▶ **TO BE DONE**
Repeat all of the entries below word for word, omitting the pictures.

▶ **THE DATA**
--- --- ---

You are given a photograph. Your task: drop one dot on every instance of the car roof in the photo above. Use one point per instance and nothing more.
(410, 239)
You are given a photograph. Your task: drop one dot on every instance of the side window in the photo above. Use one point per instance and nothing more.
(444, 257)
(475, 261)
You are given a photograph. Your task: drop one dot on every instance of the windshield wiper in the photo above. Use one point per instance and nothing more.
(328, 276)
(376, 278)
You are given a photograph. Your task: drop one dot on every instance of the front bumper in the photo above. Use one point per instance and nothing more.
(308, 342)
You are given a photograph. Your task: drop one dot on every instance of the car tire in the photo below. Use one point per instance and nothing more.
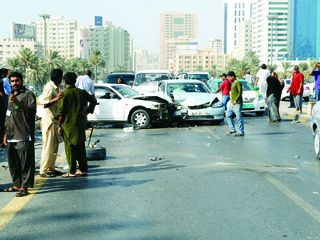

--- --- ---

▶ **TASK OUTPUT**
You are given a photograph. Your task: drop one dot on every instance of the car roof in the photo above. Use one point per instance and nothing more.
(410, 239)
You are given a photograph. Your task: drop one dot on every instance of the side window in the photo above. Use one point per instance and nothing more.
(444, 257)
(475, 261)
You are given a photograph. Your task: drop one dot on every instance of the windshield wiper in the photo above. Use one point per instance and nothing more.
(328, 276)
(376, 278)
You are given a photograph. Your task: drop one dot on every instance of the front bumper in the photo above. Use one point per instance and nothing more.
(308, 342)
You are given a photograph. Your task: drop one dot on every instance of the car tire in the photo below. Use one point per instance and nothing more.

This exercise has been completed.